### Work to complete:
Please copy each line below that contains the word "Target".

### Supplied records:
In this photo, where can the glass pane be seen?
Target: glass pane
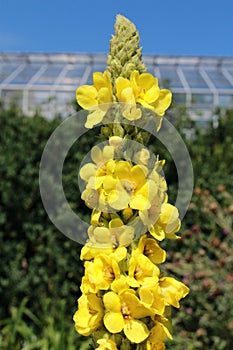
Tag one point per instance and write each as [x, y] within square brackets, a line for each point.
[12, 96]
[226, 100]
[95, 68]
[202, 99]
[179, 98]
[73, 75]
[194, 78]
[218, 78]
[6, 70]
[25, 75]
[169, 77]
[50, 75]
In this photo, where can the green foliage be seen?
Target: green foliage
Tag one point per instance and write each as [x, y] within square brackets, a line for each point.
[40, 268]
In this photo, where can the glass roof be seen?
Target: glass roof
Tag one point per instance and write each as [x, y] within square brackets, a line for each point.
[39, 79]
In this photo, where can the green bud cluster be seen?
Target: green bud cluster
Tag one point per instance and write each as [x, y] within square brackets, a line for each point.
[125, 55]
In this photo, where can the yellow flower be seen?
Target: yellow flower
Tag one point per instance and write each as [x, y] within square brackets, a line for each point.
[148, 94]
[150, 248]
[123, 310]
[173, 290]
[89, 315]
[157, 336]
[117, 234]
[141, 270]
[95, 98]
[106, 344]
[144, 90]
[89, 252]
[129, 186]
[152, 298]
[100, 159]
[94, 173]
[157, 197]
[155, 346]
[167, 224]
[99, 273]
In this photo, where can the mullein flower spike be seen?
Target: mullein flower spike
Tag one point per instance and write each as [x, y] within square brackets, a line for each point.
[126, 301]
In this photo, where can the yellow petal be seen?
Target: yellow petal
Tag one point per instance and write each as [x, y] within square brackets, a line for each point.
[96, 155]
[118, 199]
[112, 302]
[163, 102]
[136, 331]
[109, 184]
[152, 94]
[120, 284]
[146, 81]
[173, 290]
[157, 232]
[99, 80]
[108, 152]
[121, 84]
[102, 235]
[114, 322]
[87, 171]
[117, 222]
[87, 96]
[104, 96]
[94, 118]
[123, 169]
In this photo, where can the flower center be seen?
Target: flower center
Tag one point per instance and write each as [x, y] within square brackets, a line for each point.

### Answer section:
Target: glass pane
Target: green foliage
Target: glass roof
Target: green bud cluster
Target: yellow flower
Target: mullein flower spike
Target: yellow petal
Target: flower center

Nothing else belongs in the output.